[AUFGABENSTELLUNG] Zitiere aus dem Konzertbericht die Stelle, die mit den Worten um „Plötzlich diese Wärme, die“ einsetzt und mit „ein übergewichtiger Hippie.“ schließt.

___ TEXTABSCHNITT

Matthew E. White live :: Fribourg, Nouveau Monde

Plötzlich diese Wärme, die allerdings nichts mit dem Wetter zu tun hatte. Knapp 200 Besucher im „Nouveau Monde“ im schweizerischen Freiburg (300 Gratistickets waren im Vorfeld vergeben worden – wo sind die alle?!) werden aus dem eiskalten Frühling unversehens in den Süden der USA versetzt. Das fast klassisch besetzte Quintett – nur eine Gitarre, aber ein zusätzlicher Perkussionist – sieht aus wie das Freizeitprojekt von Gymnasiallehrern. Und der Frontmann mit Zottelhaar und Vollbart wie ein übergewichtiger Hippie.

Den sanften Anfang macht „Will You Love Me“, das zugleich das Prinzip der Live-Wiedergabe von Whites hochgefeiertem Erstling „Big Inner“ demonstriert: Der allgegenwärtige Gospel bekommt ein funky Reggae-Fundament. Sanft gehauchter Blue-Eyed Soul trifft kernigen Bluesrock – der Auftakt einer Revue von Südstaaten-Sounds der Siebziger. Hatte man sich auf der Platte manchmal gewünscht, der Gesang würde aus dem leicht bekifften J.J.-Cale-Timbre ausbrechen, zeigt White bei „Are You Ready For The Country“(die von Neil Young gecoverte Waylon-Jennings-Nummer), dass er auch die Register des Southern Rock beherrscht. Die Gitarre wimmert, der Sänger jault, und seine Crew kann mehr, als nur auf die Tube zu drücken. „Steady Pace“ wartet etwa mit einem astreinen New-Orleans-Groove auf, wie ihn die Neville Brothers patentiert haben, versehen mit wohldosierten Synthesizern. Kaum sichtbare Bewegungen auf der Bühne. Doch der ganze Saal schwingt mit. Genrewechsel vollziehen sich fließend und mühelos. Mit stoischer Sicherheit und einem unwiderstehlichem Groove erinnert die Band bei „One Of These Days“ noch an Little Feat; um gleich darauf Randy Newmans „Sail Away“ (Whites Lieblings-Songwriter, wie er erklärt) zum psychedelischen Tagtraum zu machen. Die Jungs versprühen Magie; wem diese Musik nicht das Herz wärmt, der hat vielleicht keines.

______
___ DATENSÄTZE

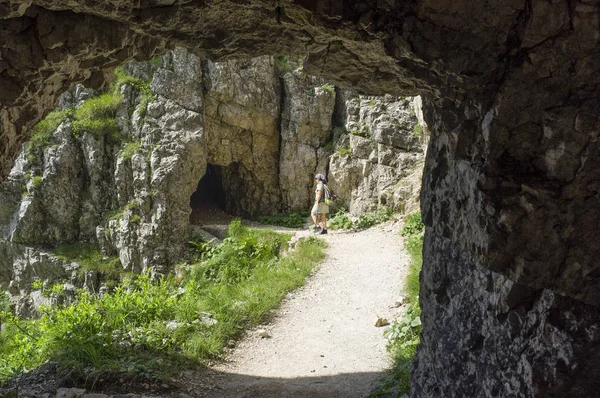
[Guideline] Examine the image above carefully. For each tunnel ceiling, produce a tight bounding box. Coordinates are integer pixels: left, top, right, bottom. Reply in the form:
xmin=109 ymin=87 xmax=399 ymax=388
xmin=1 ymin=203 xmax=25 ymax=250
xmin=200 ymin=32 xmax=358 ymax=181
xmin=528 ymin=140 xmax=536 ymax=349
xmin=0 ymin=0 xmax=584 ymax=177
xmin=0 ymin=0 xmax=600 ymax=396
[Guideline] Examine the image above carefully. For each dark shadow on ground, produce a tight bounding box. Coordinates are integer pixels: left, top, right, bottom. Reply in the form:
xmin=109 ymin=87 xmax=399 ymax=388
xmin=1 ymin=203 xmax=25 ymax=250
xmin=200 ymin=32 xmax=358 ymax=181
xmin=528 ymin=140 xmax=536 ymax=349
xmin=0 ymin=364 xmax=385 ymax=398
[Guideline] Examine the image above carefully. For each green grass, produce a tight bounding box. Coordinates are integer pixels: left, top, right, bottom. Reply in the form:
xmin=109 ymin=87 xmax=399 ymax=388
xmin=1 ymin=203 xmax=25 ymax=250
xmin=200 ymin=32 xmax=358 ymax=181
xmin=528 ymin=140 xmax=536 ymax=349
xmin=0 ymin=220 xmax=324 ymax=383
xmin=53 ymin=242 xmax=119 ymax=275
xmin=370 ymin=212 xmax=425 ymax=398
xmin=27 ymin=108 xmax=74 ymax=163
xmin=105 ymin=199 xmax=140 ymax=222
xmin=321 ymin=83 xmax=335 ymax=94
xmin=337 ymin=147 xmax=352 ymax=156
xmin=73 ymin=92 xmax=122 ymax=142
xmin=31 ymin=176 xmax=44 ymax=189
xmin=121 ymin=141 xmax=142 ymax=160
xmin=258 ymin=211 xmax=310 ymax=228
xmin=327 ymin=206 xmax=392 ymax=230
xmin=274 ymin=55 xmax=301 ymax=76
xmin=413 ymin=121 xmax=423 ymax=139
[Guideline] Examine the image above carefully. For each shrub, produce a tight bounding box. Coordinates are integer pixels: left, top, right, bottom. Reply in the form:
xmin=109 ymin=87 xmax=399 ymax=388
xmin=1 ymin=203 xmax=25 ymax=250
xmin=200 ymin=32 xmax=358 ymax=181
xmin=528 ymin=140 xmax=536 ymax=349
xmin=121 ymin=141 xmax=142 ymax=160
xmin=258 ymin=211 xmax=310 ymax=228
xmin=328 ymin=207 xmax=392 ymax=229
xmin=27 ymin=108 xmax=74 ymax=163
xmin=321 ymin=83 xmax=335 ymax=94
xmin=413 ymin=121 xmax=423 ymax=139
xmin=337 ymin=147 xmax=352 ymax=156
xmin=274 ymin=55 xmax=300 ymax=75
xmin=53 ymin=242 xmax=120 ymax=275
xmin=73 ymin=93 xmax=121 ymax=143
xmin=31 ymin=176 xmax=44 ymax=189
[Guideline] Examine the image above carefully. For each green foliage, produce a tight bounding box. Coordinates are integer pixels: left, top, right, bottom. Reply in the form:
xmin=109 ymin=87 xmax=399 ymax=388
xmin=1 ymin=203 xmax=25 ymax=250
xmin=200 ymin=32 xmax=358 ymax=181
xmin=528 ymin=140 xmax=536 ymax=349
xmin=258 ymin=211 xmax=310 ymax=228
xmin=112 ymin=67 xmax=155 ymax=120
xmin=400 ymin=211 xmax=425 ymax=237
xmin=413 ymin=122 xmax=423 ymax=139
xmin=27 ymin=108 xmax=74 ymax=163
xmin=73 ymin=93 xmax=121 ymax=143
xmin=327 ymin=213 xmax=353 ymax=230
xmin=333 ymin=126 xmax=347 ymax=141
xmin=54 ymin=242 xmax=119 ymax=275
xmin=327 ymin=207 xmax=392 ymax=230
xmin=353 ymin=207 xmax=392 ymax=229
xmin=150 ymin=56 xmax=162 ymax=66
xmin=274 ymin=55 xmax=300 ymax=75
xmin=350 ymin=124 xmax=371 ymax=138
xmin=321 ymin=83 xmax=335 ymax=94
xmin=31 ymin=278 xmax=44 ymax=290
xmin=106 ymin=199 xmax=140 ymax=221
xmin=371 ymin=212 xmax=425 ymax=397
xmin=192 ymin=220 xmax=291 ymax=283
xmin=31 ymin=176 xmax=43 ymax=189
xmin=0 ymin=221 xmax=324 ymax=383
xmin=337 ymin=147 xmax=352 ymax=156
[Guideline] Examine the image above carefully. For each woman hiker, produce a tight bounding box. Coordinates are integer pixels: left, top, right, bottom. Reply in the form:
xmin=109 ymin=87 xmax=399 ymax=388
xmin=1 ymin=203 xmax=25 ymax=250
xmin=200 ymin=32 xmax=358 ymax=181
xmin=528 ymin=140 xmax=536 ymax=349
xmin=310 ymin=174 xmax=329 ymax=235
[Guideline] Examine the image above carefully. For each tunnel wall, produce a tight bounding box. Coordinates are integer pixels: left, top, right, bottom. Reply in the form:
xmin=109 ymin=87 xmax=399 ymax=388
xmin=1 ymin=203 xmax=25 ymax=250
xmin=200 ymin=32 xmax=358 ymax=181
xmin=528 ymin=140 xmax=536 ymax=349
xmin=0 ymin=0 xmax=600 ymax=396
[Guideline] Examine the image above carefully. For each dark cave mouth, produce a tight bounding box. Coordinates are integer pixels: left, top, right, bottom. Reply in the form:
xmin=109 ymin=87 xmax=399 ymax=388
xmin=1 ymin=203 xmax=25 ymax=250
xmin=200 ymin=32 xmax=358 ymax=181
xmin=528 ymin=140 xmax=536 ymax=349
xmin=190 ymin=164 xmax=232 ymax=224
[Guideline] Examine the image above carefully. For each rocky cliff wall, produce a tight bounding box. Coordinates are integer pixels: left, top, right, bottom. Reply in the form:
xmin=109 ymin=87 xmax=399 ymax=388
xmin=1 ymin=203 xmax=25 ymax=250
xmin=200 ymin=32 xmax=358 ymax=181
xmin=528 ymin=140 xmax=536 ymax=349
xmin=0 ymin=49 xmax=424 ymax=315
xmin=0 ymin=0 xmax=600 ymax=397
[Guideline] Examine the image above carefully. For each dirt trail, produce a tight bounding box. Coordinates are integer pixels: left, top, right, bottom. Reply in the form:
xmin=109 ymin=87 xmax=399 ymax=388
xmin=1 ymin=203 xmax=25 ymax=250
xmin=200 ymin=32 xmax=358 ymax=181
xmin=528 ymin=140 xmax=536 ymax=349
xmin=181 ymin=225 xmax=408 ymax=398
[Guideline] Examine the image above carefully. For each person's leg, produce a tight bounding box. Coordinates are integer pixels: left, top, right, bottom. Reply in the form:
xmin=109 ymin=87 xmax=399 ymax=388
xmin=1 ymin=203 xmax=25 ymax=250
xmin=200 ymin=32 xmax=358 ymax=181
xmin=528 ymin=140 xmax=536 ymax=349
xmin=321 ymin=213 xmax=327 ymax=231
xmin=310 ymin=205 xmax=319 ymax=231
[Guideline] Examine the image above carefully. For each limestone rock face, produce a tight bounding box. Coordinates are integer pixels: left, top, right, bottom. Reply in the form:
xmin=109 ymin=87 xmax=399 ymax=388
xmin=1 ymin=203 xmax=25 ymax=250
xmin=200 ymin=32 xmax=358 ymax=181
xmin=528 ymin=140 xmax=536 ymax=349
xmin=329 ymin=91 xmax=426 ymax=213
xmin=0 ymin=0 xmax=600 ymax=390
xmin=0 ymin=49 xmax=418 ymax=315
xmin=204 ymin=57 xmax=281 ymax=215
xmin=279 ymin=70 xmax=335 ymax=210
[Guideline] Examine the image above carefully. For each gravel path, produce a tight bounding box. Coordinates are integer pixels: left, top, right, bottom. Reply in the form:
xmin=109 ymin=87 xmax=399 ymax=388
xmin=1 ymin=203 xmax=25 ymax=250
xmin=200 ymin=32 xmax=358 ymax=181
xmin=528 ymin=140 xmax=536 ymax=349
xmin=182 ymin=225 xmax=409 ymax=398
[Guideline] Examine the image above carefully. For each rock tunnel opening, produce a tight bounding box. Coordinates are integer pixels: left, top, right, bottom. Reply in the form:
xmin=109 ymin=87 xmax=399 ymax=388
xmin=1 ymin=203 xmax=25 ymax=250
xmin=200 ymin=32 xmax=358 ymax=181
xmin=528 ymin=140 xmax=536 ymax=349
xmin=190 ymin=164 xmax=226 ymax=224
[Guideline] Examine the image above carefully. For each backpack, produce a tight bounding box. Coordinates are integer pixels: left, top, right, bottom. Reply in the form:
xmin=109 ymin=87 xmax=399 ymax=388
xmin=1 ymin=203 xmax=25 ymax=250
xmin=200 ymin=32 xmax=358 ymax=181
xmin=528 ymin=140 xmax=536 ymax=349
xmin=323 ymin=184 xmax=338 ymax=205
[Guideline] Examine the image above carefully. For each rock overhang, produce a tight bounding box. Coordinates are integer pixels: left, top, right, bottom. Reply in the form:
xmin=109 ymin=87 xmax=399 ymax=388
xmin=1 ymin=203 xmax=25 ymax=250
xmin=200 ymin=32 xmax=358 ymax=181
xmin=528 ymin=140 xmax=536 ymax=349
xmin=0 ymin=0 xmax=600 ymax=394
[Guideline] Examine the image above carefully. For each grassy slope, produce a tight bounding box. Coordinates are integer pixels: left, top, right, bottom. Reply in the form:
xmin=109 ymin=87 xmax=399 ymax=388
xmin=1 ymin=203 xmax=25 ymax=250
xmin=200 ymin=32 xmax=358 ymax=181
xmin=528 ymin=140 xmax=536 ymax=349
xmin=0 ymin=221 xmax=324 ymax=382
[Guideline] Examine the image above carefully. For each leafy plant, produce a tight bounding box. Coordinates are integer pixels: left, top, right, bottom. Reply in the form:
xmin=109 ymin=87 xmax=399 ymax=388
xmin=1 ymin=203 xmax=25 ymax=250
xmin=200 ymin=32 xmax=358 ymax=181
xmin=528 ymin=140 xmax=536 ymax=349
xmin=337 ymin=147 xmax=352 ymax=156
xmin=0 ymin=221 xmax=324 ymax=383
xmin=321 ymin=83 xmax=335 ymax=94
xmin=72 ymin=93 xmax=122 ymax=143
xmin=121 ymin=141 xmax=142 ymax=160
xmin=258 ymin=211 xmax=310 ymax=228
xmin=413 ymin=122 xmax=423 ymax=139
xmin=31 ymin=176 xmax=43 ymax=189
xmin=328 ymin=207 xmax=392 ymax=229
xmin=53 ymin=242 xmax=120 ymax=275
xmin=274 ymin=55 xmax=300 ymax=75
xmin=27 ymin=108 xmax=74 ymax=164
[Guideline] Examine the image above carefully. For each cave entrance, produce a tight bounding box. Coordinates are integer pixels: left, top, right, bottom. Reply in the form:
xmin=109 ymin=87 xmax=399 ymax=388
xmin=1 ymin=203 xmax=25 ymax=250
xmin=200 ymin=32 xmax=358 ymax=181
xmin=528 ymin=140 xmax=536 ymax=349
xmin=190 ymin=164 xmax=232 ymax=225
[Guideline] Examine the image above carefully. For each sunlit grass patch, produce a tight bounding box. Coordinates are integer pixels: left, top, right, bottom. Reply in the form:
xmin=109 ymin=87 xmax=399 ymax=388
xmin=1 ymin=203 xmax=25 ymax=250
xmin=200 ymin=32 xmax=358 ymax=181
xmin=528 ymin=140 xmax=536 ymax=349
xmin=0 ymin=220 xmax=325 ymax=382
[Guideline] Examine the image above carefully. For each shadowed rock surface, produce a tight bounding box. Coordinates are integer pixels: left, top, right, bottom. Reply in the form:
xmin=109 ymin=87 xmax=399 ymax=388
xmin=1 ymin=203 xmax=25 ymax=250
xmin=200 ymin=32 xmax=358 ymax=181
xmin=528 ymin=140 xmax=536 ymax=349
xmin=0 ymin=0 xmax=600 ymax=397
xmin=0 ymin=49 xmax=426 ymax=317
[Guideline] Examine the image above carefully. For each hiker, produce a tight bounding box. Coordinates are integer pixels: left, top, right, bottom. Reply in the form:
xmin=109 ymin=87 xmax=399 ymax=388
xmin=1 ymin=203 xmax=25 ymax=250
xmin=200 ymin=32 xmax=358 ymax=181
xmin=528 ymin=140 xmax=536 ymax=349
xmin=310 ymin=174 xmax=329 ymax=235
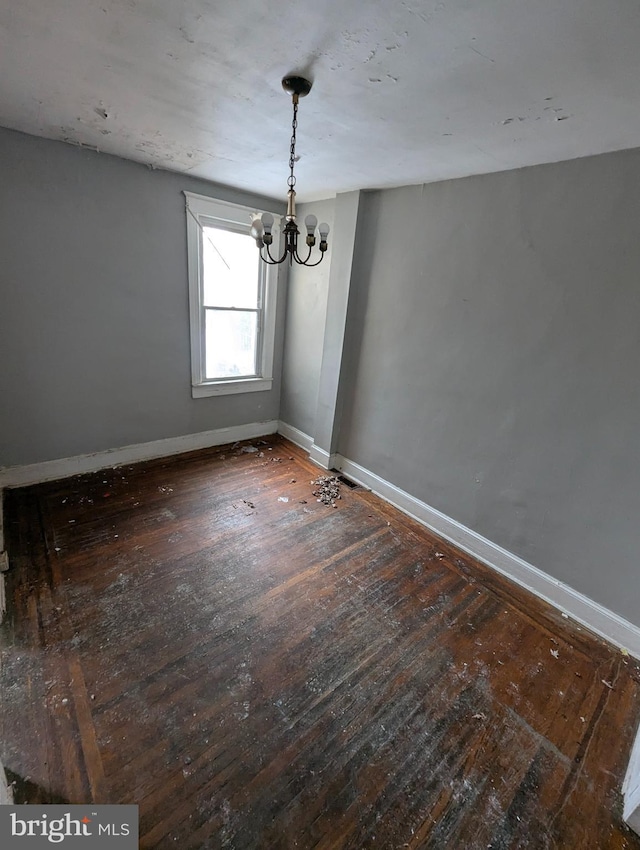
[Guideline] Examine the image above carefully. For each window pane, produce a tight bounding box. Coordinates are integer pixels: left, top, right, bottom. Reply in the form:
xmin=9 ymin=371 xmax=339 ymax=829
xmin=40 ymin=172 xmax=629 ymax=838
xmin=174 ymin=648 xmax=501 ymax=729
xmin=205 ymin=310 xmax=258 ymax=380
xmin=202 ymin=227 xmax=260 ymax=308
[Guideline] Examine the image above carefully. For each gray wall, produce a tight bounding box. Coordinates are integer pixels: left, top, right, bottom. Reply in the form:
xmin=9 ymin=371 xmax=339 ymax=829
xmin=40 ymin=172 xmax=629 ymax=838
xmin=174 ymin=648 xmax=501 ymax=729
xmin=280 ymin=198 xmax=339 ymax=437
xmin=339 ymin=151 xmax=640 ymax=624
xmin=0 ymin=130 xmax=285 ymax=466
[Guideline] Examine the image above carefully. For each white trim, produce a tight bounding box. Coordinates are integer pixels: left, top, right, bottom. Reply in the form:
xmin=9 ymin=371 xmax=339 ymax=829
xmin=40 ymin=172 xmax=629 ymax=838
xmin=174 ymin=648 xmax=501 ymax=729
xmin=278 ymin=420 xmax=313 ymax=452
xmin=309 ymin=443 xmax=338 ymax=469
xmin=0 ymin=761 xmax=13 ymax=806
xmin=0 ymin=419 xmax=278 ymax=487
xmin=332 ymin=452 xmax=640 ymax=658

______

[LÖSUNG]
Plötzlich diese Wärme, die allerdings nichts mit dem Wetter zu tun hatte. Knapp 200 Besucher im „Nouveau Monde“ im schweizerischen Freiburg (300 Gratistickets waren im Vorfeld vergeben worden – wo sind die alle?!) werden aus dem eiskalten Frühling unversehens in den Süden der USA versetzt. Das fast klassisch besetzte Quintett – nur eine Gitarre, aber ein zusätzlicher Perkussionist – sieht aus wie das Freizeitprojekt von Gymnasiallehrern. Und der Frontmann mit Zottelhaar und Vollbart wie ein übergewichtiger Hippie.